Extracted records =
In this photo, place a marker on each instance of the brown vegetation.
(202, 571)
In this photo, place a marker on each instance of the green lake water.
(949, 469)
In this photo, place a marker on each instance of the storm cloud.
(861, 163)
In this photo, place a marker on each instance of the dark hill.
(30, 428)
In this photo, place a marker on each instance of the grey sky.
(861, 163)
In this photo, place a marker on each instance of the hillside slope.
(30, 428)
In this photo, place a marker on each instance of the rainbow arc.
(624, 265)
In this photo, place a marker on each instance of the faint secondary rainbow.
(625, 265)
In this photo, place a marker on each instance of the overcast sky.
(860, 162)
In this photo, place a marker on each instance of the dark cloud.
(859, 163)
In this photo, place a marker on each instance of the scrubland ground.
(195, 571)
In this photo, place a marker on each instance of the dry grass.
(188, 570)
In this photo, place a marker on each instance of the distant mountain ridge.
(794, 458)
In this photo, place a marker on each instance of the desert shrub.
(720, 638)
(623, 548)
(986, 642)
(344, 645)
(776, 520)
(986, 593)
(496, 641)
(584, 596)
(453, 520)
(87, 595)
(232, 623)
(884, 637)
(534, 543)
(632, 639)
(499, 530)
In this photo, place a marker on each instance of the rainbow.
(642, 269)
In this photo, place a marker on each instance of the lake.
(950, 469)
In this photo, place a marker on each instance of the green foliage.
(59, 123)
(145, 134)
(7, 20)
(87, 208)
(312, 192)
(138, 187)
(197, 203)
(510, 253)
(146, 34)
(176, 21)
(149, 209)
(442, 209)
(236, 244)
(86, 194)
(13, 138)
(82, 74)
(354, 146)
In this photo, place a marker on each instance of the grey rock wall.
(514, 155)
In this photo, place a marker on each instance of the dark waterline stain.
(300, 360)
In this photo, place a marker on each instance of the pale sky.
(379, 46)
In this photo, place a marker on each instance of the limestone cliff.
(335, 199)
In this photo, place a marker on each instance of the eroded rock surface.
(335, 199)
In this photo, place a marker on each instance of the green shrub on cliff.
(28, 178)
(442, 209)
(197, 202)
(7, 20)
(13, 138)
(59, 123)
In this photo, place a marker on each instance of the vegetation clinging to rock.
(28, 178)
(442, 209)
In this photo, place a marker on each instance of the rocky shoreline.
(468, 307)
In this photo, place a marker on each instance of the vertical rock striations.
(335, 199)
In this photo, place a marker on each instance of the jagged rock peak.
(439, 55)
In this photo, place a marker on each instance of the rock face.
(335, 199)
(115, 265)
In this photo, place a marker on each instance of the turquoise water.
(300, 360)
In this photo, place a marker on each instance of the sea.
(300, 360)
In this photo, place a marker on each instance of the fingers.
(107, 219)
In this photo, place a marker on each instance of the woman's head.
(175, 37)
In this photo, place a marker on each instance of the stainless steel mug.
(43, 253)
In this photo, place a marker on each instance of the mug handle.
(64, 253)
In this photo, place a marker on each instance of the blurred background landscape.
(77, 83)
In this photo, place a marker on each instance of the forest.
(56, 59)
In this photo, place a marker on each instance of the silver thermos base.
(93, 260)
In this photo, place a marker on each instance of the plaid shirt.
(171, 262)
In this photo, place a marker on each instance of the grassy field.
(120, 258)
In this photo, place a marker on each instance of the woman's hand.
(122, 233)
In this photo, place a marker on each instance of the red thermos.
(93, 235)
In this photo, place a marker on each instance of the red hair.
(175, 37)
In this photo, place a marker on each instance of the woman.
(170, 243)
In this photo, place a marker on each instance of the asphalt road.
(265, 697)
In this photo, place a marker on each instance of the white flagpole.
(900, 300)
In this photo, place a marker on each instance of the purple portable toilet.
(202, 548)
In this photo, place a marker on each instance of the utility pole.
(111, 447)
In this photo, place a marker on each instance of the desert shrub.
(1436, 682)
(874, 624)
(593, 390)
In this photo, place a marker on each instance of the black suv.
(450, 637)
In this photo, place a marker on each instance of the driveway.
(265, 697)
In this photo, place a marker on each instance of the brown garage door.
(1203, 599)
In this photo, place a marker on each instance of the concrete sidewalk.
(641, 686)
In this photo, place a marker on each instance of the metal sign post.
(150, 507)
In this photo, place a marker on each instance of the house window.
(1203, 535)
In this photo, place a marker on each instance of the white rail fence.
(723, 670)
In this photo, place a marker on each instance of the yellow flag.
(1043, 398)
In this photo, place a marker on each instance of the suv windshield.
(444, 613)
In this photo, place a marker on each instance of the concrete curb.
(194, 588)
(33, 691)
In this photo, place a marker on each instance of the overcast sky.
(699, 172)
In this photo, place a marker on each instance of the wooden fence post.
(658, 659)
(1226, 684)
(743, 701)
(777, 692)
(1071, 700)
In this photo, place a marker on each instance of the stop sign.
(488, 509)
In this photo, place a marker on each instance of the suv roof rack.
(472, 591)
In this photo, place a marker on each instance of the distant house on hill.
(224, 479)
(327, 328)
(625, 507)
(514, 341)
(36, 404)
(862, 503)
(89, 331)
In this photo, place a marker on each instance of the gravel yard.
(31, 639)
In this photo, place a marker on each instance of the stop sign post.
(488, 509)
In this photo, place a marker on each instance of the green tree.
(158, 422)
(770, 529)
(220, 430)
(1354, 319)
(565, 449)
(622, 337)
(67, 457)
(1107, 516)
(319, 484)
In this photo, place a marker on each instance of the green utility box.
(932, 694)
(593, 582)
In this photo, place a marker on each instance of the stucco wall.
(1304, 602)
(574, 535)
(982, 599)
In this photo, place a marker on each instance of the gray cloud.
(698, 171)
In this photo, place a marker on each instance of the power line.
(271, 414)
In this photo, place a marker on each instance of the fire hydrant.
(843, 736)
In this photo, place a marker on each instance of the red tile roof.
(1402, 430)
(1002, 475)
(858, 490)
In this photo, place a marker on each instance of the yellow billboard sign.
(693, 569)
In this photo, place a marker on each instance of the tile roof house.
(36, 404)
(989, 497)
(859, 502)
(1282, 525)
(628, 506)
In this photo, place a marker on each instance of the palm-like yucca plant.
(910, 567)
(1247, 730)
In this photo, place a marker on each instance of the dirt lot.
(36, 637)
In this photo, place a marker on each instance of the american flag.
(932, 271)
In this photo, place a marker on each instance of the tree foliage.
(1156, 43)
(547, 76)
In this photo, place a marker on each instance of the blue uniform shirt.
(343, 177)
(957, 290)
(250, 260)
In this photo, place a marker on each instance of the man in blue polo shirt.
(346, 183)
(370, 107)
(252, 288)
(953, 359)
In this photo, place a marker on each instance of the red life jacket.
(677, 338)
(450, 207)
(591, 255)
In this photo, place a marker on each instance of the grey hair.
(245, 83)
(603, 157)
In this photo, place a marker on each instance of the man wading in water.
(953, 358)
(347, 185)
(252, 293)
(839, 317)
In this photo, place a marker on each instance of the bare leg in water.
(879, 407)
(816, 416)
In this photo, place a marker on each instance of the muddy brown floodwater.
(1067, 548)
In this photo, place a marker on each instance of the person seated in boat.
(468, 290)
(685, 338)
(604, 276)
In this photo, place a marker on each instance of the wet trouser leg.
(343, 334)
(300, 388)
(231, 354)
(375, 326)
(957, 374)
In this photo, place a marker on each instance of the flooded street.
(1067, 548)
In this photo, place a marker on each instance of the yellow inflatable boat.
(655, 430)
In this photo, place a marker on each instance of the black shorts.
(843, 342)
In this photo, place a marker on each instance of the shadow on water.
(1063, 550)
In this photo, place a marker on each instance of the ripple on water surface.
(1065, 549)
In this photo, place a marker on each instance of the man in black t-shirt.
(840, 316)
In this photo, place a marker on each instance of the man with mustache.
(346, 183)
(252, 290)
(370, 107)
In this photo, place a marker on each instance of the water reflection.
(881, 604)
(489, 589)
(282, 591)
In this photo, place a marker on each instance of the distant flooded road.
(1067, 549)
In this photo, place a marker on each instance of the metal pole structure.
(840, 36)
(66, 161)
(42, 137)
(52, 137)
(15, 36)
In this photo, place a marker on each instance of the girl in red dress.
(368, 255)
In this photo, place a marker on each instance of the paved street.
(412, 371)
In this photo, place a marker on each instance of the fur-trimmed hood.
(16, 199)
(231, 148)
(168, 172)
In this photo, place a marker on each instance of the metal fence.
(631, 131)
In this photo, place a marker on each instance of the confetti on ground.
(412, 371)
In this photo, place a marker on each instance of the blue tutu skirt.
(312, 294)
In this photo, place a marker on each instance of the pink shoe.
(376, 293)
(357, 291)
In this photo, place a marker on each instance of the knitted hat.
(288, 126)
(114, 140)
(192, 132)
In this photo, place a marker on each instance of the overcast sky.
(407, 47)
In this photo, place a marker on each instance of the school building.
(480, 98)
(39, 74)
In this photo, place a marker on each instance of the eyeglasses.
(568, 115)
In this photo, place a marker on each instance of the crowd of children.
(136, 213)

What is being asked =
Repeat only what runs from the line holding "of the eyeglasses." to the end of the data, keeping every line exactly as written, first and last included.

Solution for this exercise =
In this photo, place a marker on each instance of the eyeglasses.
(568, 115)
In this photo, place a marker on each instance of the crowd of children.
(136, 213)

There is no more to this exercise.